>> Start The input

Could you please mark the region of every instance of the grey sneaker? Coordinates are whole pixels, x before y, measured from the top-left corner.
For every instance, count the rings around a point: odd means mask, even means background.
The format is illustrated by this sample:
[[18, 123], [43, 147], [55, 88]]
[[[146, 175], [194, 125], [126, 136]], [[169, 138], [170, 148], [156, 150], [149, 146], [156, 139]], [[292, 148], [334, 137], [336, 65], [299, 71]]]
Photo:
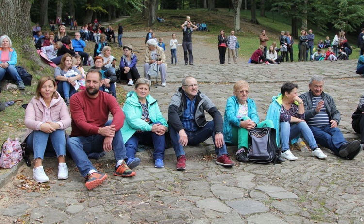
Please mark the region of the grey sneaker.
[[20, 90], [24, 90], [25, 89], [25, 86], [24, 85], [24, 82], [22, 81], [19, 81], [17, 84], [17, 86], [19, 87], [19, 89]]

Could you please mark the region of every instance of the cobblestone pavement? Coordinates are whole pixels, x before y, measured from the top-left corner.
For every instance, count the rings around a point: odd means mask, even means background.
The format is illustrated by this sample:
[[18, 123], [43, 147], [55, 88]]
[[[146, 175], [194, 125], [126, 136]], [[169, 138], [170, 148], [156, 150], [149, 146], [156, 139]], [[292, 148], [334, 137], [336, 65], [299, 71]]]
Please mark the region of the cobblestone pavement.
[[[283, 82], [298, 83], [298, 92], [303, 93], [310, 77], [320, 74], [325, 77], [324, 91], [333, 96], [341, 112], [339, 128], [345, 137], [359, 138], [351, 127], [351, 115], [362, 94], [363, 80], [355, 73], [353, 60], [274, 66], [196, 62], [193, 66], [169, 66], [167, 86], [151, 89], [165, 117], [172, 95], [187, 75], [197, 78], [199, 89], [222, 114], [233, 83], [248, 81], [249, 96], [255, 100], [262, 120]], [[90, 191], [70, 159], [67, 160], [69, 178], [61, 181], [57, 179], [56, 160], [46, 158], [44, 165], [50, 181], [42, 185], [26, 179], [32, 177], [32, 169], [22, 163], [17, 176], [1, 189], [0, 224], [17, 220], [44, 224], [362, 223], [363, 152], [349, 160], [324, 149], [328, 158], [320, 160], [309, 153], [294, 151], [298, 160], [273, 165], [239, 163], [233, 156], [236, 150], [228, 148], [236, 165], [225, 168], [210, 156], [214, 151], [211, 139], [199, 146], [187, 147], [187, 169], [183, 172], [176, 170], [171, 148], [166, 150], [164, 169], [154, 168], [149, 150], [138, 152], [142, 162], [134, 170], [136, 176], [126, 178], [113, 176], [115, 161], [108, 154], [94, 163], [109, 177]]]

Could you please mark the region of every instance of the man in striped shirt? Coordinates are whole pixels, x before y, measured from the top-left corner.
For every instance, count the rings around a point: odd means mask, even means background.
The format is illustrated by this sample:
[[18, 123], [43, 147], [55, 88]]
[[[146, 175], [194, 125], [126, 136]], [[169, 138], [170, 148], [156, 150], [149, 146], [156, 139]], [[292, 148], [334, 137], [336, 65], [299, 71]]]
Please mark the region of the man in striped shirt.
[[345, 140], [337, 125], [340, 113], [332, 97], [323, 92], [324, 79], [317, 75], [310, 80], [310, 90], [299, 97], [303, 101], [305, 120], [317, 144], [336, 155], [352, 160], [363, 148], [358, 140]]

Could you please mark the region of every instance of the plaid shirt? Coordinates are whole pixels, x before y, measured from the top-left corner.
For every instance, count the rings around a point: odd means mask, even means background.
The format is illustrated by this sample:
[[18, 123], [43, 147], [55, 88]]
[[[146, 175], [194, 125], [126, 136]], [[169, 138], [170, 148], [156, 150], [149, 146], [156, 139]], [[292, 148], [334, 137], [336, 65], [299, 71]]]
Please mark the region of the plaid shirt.
[[197, 127], [195, 123], [195, 103], [196, 101], [196, 97], [190, 100], [186, 96], [187, 99], [187, 106], [183, 112], [183, 117], [181, 118], [181, 121], [184, 128], [184, 129], [188, 131], [196, 131]]
[[236, 42], [238, 41], [238, 39], [235, 36], [232, 36], [231, 35], [229, 36], [228, 37], [228, 48], [231, 50], [234, 50], [236, 46]]

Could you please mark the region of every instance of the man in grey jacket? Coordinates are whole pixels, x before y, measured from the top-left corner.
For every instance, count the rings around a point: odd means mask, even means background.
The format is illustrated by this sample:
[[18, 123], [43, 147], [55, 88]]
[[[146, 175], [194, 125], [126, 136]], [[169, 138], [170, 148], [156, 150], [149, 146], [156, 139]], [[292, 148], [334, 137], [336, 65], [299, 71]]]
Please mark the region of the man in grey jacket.
[[[205, 111], [213, 121], [206, 121]], [[210, 136], [217, 154], [216, 163], [227, 167], [234, 165], [226, 151], [221, 114], [207, 96], [198, 90], [194, 78], [187, 76], [183, 79], [182, 86], [172, 96], [168, 119], [171, 141], [177, 157], [177, 170], [186, 169], [183, 146], [198, 144]]]
[[310, 91], [301, 94], [305, 120], [317, 144], [332, 151], [336, 155], [352, 160], [360, 152], [363, 145], [358, 140], [348, 142], [337, 125], [340, 113], [332, 97], [324, 93], [324, 79], [318, 75], [311, 77]]

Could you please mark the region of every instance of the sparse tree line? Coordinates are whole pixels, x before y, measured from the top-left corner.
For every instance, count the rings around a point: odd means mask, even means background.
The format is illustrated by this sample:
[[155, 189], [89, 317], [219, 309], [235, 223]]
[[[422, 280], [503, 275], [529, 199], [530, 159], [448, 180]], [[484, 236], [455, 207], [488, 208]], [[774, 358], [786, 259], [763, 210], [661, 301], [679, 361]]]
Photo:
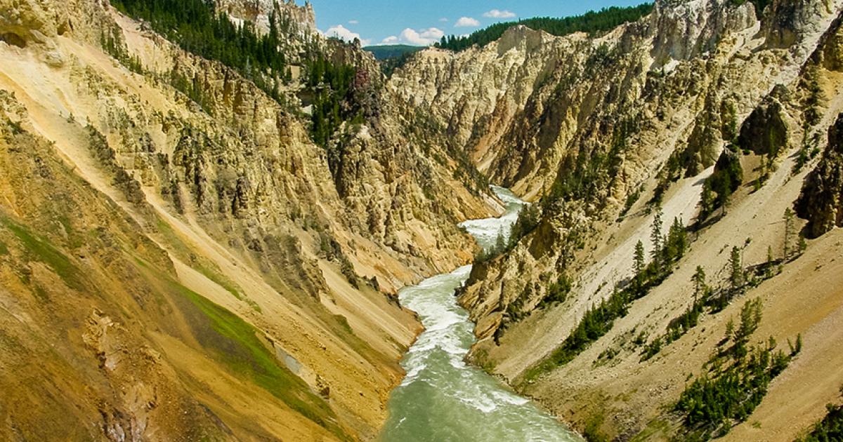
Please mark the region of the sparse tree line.
[[749, 288], [757, 287], [762, 282], [778, 274], [781, 265], [798, 258], [807, 248], [804, 237], [797, 237], [795, 216], [790, 209], [785, 210], [784, 242], [782, 258], [775, 258], [771, 247], [767, 248], [767, 260], [760, 264], [744, 268], [743, 263], [744, 249], [749, 245], [748, 239], [743, 248], [733, 247], [729, 258], [724, 268], [727, 278], [719, 287], [709, 285], [706, 271], [701, 266], [697, 266], [691, 278], [694, 286], [694, 302], [681, 315], [673, 319], [668, 324], [667, 331], [652, 339], [642, 350], [641, 360], [647, 360], [658, 354], [668, 344], [681, 338], [691, 328], [696, 327], [700, 317], [704, 313], [714, 314], [721, 312], [738, 296]]
[[[776, 349], [772, 337], [749, 345], [761, 322], [761, 301], [747, 301], [738, 326], [727, 324], [717, 352], [706, 363], [706, 372], [688, 385], [674, 407], [682, 417], [684, 440], [708, 440], [722, 436], [746, 421], [767, 393], [771, 381], [780, 375], [802, 350], [802, 336], [788, 340], [789, 352]], [[731, 343], [731, 345], [729, 345]]]
[[589, 307], [561, 344], [548, 358], [527, 370], [524, 375], [527, 381], [572, 360], [609, 333], [615, 319], [626, 316], [632, 302], [646, 296], [673, 273], [674, 264], [688, 249], [687, 232], [682, 221], [674, 218], [668, 233], [663, 234], [662, 216], [661, 208], [657, 208], [650, 234], [652, 249], [649, 264], [646, 264], [644, 245], [639, 241], [633, 258], [635, 275], [631, 280], [616, 285], [607, 299]]
[[[260, 35], [254, 24], [235, 24], [225, 13], [203, 0], [113, 0], [111, 3], [123, 13], [148, 22], [185, 51], [234, 69], [278, 104], [287, 105], [280, 86], [291, 81], [292, 73], [281, 49], [284, 35], [275, 9], [270, 13], [269, 32]], [[281, 23], [287, 30], [292, 26]], [[126, 52], [119, 29], [103, 32], [100, 40], [104, 50], [130, 70], [146, 73], [140, 60]], [[311, 56], [304, 62], [305, 87], [314, 97], [311, 136], [316, 144], [330, 151], [328, 141], [343, 122], [362, 120], [359, 106], [352, 104], [357, 72], [353, 67], [332, 63], [314, 48], [308, 51]], [[212, 112], [212, 102], [196, 77], [189, 78], [174, 70], [164, 79], [207, 113]], [[329, 152], [332, 166], [338, 162], [339, 155]]]
[[652, 3], [643, 3], [628, 8], [604, 8], [599, 11], [589, 11], [583, 15], [554, 19], [540, 17], [518, 22], [505, 22], [492, 24], [473, 32], [468, 36], [443, 36], [436, 47], [450, 51], [464, 51], [475, 45], [485, 46], [500, 39], [509, 28], [523, 24], [535, 30], [543, 30], [554, 35], [567, 35], [576, 32], [587, 32], [593, 35], [609, 31], [625, 23], [634, 22], [652, 11]]

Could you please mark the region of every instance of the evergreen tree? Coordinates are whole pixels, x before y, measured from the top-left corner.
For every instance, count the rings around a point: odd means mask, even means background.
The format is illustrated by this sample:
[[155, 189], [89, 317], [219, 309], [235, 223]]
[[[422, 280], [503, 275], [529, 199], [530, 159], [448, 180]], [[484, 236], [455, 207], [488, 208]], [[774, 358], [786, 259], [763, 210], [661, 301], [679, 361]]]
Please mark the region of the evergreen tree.
[[793, 234], [796, 230], [793, 221], [793, 210], [788, 207], [785, 209], [785, 243], [784, 243], [784, 255], [785, 261], [790, 258], [791, 255], [791, 242], [793, 241]]
[[696, 272], [694, 274], [691, 280], [694, 281], [694, 304], [696, 304], [697, 299], [704, 297], [708, 294], [708, 285], [706, 284], [706, 271], [702, 269], [702, 266], [696, 266]]
[[652, 242], [652, 251], [650, 253], [652, 262], [656, 263], [656, 267], [660, 269], [660, 258], [662, 256], [662, 207], [656, 207], [656, 213], [652, 216], [652, 227], [650, 231], [650, 242]]
[[635, 274], [639, 277], [644, 273], [644, 244], [638, 240], [635, 245]]
[[741, 263], [740, 248], [732, 248], [729, 256], [729, 285], [733, 293], [737, 293], [744, 287], [744, 266]]

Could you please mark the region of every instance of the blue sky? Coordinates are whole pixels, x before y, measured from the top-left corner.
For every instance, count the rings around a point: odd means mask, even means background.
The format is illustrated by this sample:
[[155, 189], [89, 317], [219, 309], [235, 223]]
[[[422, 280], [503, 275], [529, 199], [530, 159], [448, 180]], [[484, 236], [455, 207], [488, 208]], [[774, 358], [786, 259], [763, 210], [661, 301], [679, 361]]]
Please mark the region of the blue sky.
[[[303, 0], [300, 0], [301, 3]], [[363, 45], [428, 45], [443, 35], [470, 34], [498, 21], [577, 15], [644, 0], [311, 0], [316, 24], [330, 36]]]

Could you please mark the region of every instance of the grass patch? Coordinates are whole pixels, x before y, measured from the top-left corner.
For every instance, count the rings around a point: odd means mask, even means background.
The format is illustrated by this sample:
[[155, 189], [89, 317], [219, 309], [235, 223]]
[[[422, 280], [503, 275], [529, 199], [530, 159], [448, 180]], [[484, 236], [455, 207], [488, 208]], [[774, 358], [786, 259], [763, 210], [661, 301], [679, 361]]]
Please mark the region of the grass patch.
[[[86, 289], [82, 271], [55, 246], [22, 225], [0, 216], [0, 223], [9, 230], [26, 249], [28, 258], [49, 266], [68, 287], [78, 291]], [[4, 246], [5, 248], [5, 246]], [[8, 249], [6, 249], [8, 253]]]
[[238, 377], [247, 379], [341, 439], [350, 438], [333, 410], [301, 378], [281, 365], [256, 336], [258, 330], [237, 315], [172, 281], [183, 312], [199, 343]]

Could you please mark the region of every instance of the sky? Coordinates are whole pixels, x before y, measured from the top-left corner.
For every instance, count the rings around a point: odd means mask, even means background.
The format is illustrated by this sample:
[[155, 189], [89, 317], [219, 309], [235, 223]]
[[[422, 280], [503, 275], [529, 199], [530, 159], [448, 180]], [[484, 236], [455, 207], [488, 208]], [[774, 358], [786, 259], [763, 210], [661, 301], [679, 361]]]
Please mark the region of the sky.
[[[303, 0], [299, 0], [301, 4]], [[363, 45], [427, 45], [443, 35], [470, 34], [499, 21], [566, 17], [644, 0], [311, 0], [316, 25], [328, 36]]]

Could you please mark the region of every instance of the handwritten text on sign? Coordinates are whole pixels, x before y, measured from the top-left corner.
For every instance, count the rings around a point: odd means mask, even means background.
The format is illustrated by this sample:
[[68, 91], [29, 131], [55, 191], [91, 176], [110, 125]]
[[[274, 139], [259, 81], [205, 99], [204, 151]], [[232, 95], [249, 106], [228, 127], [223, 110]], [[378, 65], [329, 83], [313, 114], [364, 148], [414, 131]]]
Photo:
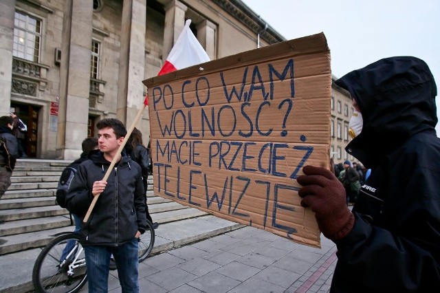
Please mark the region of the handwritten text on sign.
[[312, 72], [286, 58], [149, 87], [155, 193], [318, 245], [295, 180], [328, 158], [329, 74], [311, 76], [328, 56], [311, 60]]

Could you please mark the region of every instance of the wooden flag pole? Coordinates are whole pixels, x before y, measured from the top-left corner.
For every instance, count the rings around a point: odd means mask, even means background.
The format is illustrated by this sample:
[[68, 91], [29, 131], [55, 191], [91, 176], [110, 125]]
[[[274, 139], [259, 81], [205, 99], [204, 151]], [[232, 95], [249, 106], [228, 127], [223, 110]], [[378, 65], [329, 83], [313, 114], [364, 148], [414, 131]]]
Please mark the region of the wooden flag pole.
[[[138, 113], [136, 118], [135, 118], [135, 120], [131, 124], [131, 126], [130, 127], [129, 130], [127, 130], [126, 135], [125, 135], [125, 138], [124, 138], [124, 140], [122, 140], [122, 143], [121, 144], [121, 145], [119, 146], [119, 149], [118, 149], [118, 153], [116, 153], [116, 155], [115, 155], [113, 160], [111, 160], [111, 164], [110, 164], [110, 166], [109, 166], [107, 171], [105, 173], [105, 175], [104, 175], [104, 178], [102, 178], [102, 181], [107, 182], [107, 179], [109, 179], [109, 176], [110, 176], [110, 173], [111, 173], [111, 169], [113, 169], [113, 167], [115, 166], [115, 164], [116, 164], [116, 162], [119, 161], [119, 160], [120, 159], [121, 152], [124, 149], [124, 147], [125, 146], [125, 144], [126, 144], [126, 142], [129, 140], [129, 138], [130, 137], [130, 135], [131, 135], [131, 133], [133, 132], [133, 129], [135, 129], [135, 125], [136, 125], [136, 124], [138, 123], [138, 121], [139, 121], [139, 120], [140, 119], [141, 116], [142, 116], [142, 112], [144, 111], [146, 107], [146, 105], [145, 103], [143, 103], [142, 107], [141, 107], [141, 109], [139, 109], [139, 112]], [[89, 207], [87, 213], [85, 214], [85, 217], [82, 220], [84, 223], [87, 223], [87, 221], [89, 220], [90, 214], [91, 214], [91, 211], [95, 207], [96, 201], [98, 200], [98, 198], [99, 197], [100, 195], [100, 193], [94, 197], [94, 199], [91, 201], [91, 204], [90, 204], [90, 206]]]

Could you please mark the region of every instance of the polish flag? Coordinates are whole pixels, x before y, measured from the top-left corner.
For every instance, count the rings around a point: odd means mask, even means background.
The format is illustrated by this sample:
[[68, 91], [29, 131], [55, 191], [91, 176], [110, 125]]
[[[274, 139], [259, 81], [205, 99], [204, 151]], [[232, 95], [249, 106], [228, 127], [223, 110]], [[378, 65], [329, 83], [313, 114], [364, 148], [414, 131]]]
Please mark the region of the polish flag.
[[[190, 23], [190, 19], [185, 22], [184, 30], [180, 33], [157, 76], [204, 63], [210, 60], [204, 47], [191, 32]], [[148, 105], [148, 95], [145, 97], [144, 104]]]

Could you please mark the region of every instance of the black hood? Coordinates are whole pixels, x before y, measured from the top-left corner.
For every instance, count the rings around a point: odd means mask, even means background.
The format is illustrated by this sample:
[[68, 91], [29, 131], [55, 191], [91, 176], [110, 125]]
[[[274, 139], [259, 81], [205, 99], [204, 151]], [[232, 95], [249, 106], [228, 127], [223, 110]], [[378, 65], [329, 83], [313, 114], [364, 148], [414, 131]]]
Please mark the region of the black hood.
[[11, 133], [11, 129], [7, 126], [0, 125], [0, 133]]
[[346, 150], [366, 166], [437, 123], [434, 77], [415, 57], [381, 59], [336, 80], [358, 103], [364, 125]]

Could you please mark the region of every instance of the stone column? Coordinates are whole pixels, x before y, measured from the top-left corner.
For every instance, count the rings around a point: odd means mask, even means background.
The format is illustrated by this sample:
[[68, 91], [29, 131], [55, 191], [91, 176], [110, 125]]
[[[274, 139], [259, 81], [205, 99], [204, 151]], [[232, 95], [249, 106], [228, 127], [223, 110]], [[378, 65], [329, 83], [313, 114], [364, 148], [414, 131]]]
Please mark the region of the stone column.
[[116, 114], [127, 129], [144, 98], [146, 19], [146, 0], [124, 0]]
[[0, 116], [9, 115], [12, 83], [15, 0], [0, 1]]
[[201, 46], [205, 48], [205, 51], [206, 51], [206, 54], [209, 56], [209, 58], [211, 60], [215, 59], [217, 26], [210, 21], [204, 20], [197, 24], [197, 29], [199, 42]]
[[79, 158], [87, 136], [93, 1], [66, 0], [64, 6], [57, 157]]
[[173, 45], [177, 41], [180, 32], [185, 26], [185, 12], [188, 7], [177, 0], [171, 0], [164, 6], [165, 28], [164, 31], [164, 47], [162, 61], [165, 62]]

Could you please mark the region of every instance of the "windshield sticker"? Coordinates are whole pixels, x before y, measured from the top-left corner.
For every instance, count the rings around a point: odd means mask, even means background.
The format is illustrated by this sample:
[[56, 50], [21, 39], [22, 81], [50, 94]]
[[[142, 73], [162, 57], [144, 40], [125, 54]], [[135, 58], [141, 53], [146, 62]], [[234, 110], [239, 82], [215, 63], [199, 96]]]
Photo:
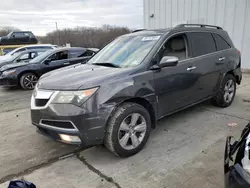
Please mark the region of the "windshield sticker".
[[152, 41], [152, 40], [158, 40], [161, 36], [150, 36], [150, 37], [143, 37], [141, 41]]

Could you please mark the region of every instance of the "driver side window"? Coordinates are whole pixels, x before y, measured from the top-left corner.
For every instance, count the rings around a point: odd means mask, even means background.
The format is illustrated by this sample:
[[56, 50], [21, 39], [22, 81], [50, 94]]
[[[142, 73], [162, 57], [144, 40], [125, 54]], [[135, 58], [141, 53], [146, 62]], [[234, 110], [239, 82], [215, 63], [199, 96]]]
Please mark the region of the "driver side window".
[[25, 61], [25, 60], [28, 60], [28, 59], [30, 59], [29, 53], [26, 53], [26, 54], [21, 55], [21, 56], [18, 58], [18, 61]]
[[63, 59], [68, 59], [68, 51], [61, 51], [51, 55], [48, 58], [50, 61], [58, 61]]
[[185, 35], [177, 35], [169, 40], [163, 45], [159, 53], [159, 61], [164, 56], [174, 56], [179, 59], [179, 61], [188, 58], [188, 45], [187, 38]]

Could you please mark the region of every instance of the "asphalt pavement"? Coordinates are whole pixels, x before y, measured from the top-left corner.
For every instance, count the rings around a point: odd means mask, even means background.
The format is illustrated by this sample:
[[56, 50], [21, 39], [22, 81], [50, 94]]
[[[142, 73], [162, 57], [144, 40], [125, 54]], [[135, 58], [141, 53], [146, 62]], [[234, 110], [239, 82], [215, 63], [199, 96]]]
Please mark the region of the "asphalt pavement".
[[84, 150], [37, 134], [31, 91], [1, 88], [0, 188], [15, 178], [39, 188], [223, 187], [225, 139], [238, 137], [250, 121], [249, 91], [250, 75], [244, 75], [230, 107], [205, 102], [164, 118], [140, 153], [119, 158], [102, 146]]

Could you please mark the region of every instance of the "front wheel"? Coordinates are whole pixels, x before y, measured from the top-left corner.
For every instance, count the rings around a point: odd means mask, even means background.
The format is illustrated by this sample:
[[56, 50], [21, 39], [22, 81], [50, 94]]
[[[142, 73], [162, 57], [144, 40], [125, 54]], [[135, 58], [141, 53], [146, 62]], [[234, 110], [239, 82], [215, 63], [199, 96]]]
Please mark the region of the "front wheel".
[[228, 107], [232, 104], [236, 93], [236, 79], [233, 75], [227, 74], [221, 84], [220, 91], [213, 98], [213, 103], [219, 107]]
[[110, 117], [105, 146], [120, 157], [138, 153], [146, 144], [151, 129], [148, 111], [136, 103], [124, 103]]
[[32, 90], [35, 88], [38, 77], [33, 73], [25, 73], [21, 76], [19, 82], [24, 90]]

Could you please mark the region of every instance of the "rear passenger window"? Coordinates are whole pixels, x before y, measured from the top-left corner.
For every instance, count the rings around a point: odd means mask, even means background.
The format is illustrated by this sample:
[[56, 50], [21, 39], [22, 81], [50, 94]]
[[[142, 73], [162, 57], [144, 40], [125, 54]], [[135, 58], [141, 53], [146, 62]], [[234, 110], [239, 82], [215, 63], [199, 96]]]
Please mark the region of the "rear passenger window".
[[216, 52], [212, 34], [205, 32], [189, 33], [189, 38], [192, 44], [193, 57]]
[[231, 48], [231, 46], [219, 35], [213, 34], [216, 43], [217, 51], [226, 50]]

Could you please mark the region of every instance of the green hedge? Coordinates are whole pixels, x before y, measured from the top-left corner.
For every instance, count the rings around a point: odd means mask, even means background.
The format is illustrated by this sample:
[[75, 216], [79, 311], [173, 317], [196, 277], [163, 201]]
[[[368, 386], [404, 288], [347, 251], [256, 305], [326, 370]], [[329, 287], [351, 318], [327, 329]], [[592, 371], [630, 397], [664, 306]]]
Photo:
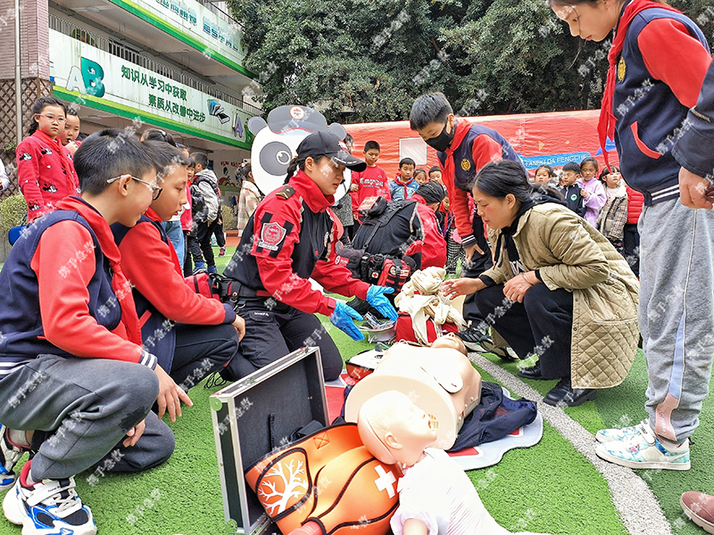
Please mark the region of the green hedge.
[[7, 232], [27, 223], [28, 204], [22, 193], [11, 195], [0, 202], [0, 228]]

>> End The input

§ Stated exercise
Retype the lines in the records starting at the line containing "the plaid shirt?" and ending at the line containing "50], [236, 46]]", keeping both of those lines.

§ Exercise response
Could you please mark the region of every instance of the plaid shirt? Coordinates are whole pixels, x before y, measured from the top-left corner.
For every instance, count the rings around a point: odd means mask, even means background.
The format is illustrated by this sample:
[[18, 123], [43, 147], [55, 88]]
[[[146, 175], [194, 125], [126, 136]], [[169, 138], [170, 148], [156, 150], [149, 146], [156, 139]], [[292, 148], [334, 137], [336, 65], [299, 71]]]
Please mark the region of the plaid shirt.
[[197, 127], [195, 123], [195, 103], [196, 101], [196, 97], [190, 100], [186, 96], [187, 99], [187, 106], [183, 112], [183, 117], [181, 118], [181, 121], [184, 128], [184, 129], [188, 131], [196, 131]]
[[236, 42], [238, 41], [238, 39], [235, 36], [232, 36], [231, 35], [229, 36], [228, 37], [228, 48], [231, 50], [234, 50], [236, 46]]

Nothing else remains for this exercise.